= Цель =
Укажите, какое имя Дольфи дал маленькому Dolphino согласно тексту о Дольфи и ремесленных братствах.

= Исходный текст =
• • • •
Книги

Неаполь и Тоскана. Физиономии итальянских земель

22
18
20
22
24
26
28
30

Ремесленные братства застали его уже в полном блеске его политического значения.

Само собой разумеется, что он стал как бы естественным средоточием этого нового рода ассоциаций. До сих пор дело это еще не успело развиться во всю свою ширь, но мое твердое убеждение, что Дольфи только теперь и стал на настоящую свою дорогу. Может быть, ему на ней не суждено добиться лично для себя и для своей репутации тех блестящих результатов, каких достиг он на политическом поприще. Он сам едва ли много думает об этом. Но во всяком случае теперь у него под ногами твердая почва, и то, что посеет он на ней, принесет обильную жатву, которую пожнет если не сам он, то маленький его Dolphino которому он дал имя Вильгельм-Телль, и который с любимым своим котом на руках заседает уже на высоком стуле при демократических пирушках в доме своего отца…

Письмо второе

У Дольфи, как и у большинства современных итальянских деятелей, нет законченной теории, определенной доктрины. Точно также нет ее и у итальянских ремесленных братств. И тут вовсе не идет речь о приведении в исполнение чего-нибудь, в чем бы все были более или менее согласны заранее… Понятно, что у всех есть точки соприкосновения, без этого бы никакого дела нельзя было бы им делать вместе. Но главное, что есть у них и чего не достает многим ассоциациям в той же самой Италии, – это живая общность интересов и сознание этой общности.
• • • •
= Записанные данные =
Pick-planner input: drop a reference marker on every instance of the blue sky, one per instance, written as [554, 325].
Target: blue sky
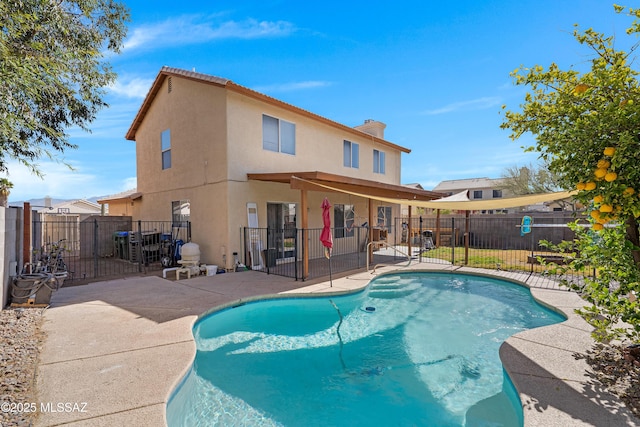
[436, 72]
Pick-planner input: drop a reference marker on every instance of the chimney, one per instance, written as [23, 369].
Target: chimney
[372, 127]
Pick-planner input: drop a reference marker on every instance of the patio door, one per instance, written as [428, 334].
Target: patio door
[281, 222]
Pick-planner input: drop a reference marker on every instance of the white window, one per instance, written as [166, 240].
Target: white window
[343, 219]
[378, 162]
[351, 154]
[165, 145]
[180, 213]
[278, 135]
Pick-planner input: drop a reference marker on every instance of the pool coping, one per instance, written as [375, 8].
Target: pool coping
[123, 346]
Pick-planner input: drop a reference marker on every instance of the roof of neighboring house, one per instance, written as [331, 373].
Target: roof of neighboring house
• • • •
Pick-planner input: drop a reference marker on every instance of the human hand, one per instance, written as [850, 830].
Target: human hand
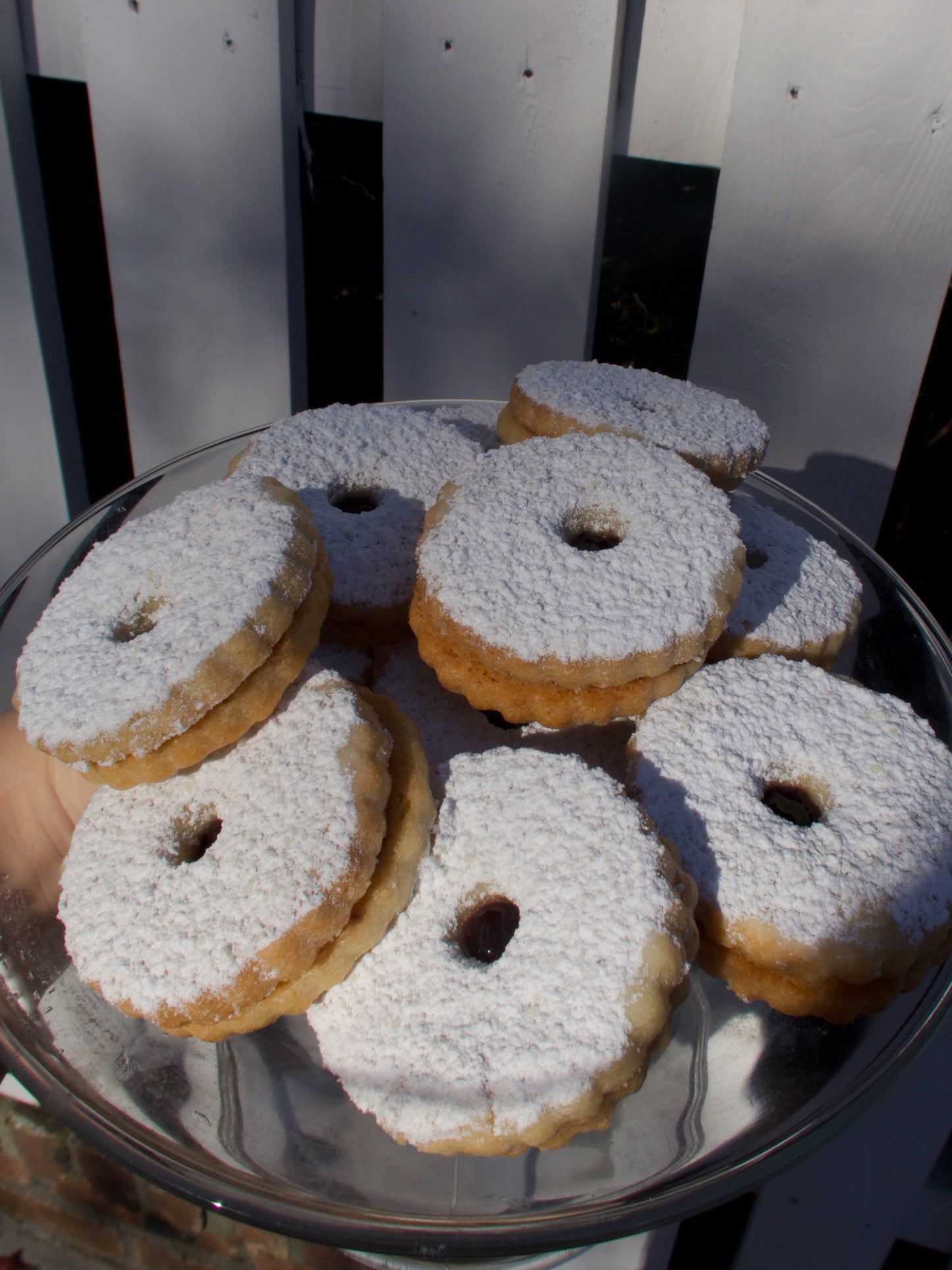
• • • •
= Решение задачи =
Вильгельм-Телль.